Learning how to predict rare kinds of failures
In a groundbreaking development, researchers at MIT have unveiled a novel computational system designed to predict and diagnose rare yet catastrophic system failures. This innovation comes in the wake of the highly publicized Southwest Airlines crisis in December 2022, which saw over 2 million passengers stranded and incurred losses of $750 million for the airline, triggered initially by severe winter weather in Denver. The MIT team leveraged this real-world event as a critical case study to pinpoint the underlying causes of such widespread, domino-effect breakdowns, aiming to prevent future occurrences.
The research, led by MIT doctoral student Charles Dawson and Professor of Aeronautics and Astronautics Chuchu Fan, alongside colleagues from Harvard University and the University of Michigan, was presented at the International Conference on Learning Representations (ICLR) in Singapore. Their work addresses the deep frustration experienced when complex systems, normally functioning smoothly, suddenly falter due to obscure internal mechanisms.

══════════

**Problems and tasks**
a: Answer these questions about the passage on predicting rare failures:
(i) How many passengers were stranded in the Southwest Airlines crisis?
(ii) What initially triggered that crisis?
(iii) At which conference, and in what city, was the research presented?
b: Summarize the passage on predicting rare failures in two sentences.
c: Proceed with the passage on predicting rare failures, picking up after its last sentence.
The records that come next have no connection to the passage on predicting rare failures.

[Collected data]
══════════

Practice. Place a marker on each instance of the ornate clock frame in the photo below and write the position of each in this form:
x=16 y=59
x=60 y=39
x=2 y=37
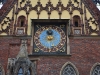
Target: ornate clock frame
x=59 y=26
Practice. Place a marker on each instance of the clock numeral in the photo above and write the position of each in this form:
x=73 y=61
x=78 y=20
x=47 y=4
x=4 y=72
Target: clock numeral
x=38 y=26
x=62 y=26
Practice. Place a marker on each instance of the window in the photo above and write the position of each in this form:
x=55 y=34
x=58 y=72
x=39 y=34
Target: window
x=29 y=72
x=69 y=70
x=1 y=71
x=76 y=21
x=20 y=72
x=21 y=21
x=96 y=70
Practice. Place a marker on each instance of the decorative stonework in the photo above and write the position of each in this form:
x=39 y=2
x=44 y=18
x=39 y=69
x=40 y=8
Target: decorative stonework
x=26 y=5
x=21 y=61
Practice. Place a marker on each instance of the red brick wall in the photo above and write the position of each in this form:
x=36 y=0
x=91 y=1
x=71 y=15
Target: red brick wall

══════════

**Answers to the exercise**
a:
(i) Over 2 million passengers.
(ii) Severe winter weather in Denver.
(iii) The International Conference on Learning Representations (ICLR), in Singapore.

b: MIT researchers have built a computational system to predict and diagnose rare but catastrophic system failures, and they used the December 2022 Southwest Airlines crisis, which stranded over 2 million passengers and cost the airline $750 million, as a case study. The work was led by Charles Dawson and Chuchu Fan with colleagues from Harvard University and the University of Michigan, and it was presented at ICLR in Singapore.

c:
Building on previous hypothetical failure prediction models, Fan’s lab aimed to transform their theoretical insights into a practical diagnostic tool for real-world systems. “The goal of this project was really to turn that into a diagnostic tool that we could use on real-world systems,” Fan explains. The system enables users to input data from a past system issue or failure, allowing the model to work backward and uncover the root causes, effectively pulling back the curtain on system complexity.
This methodology is designed for a broad spectrum of “cyber-physical problems”—situations where automated decision-making interacts with the unpredictable nature of the physical world. This includes not just airline scheduling, but also autonomous vehicles, robotic teams, and electric grids. Dawson highlights that software decisions, seemingly benign at first, can trigger a cascade of unforeseen consequences when integrated with physical realities.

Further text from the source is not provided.